### TASK
Can you put every line of the entries below into a numbered list, leaving out any blank lines?

### RAW DATA
__________
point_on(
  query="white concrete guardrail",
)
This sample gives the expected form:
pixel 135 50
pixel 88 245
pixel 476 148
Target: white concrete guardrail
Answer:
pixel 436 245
__________
### RESULT FOR THIS TASK
1. point_on(
2.   query="white concrete guardrail",
3. )
4. This sample gives the expected form:
5. pixel 135 50
6. pixel 88 245
7. pixel 476 148
8. Target: white concrete guardrail
9. Answer:
10. pixel 436 245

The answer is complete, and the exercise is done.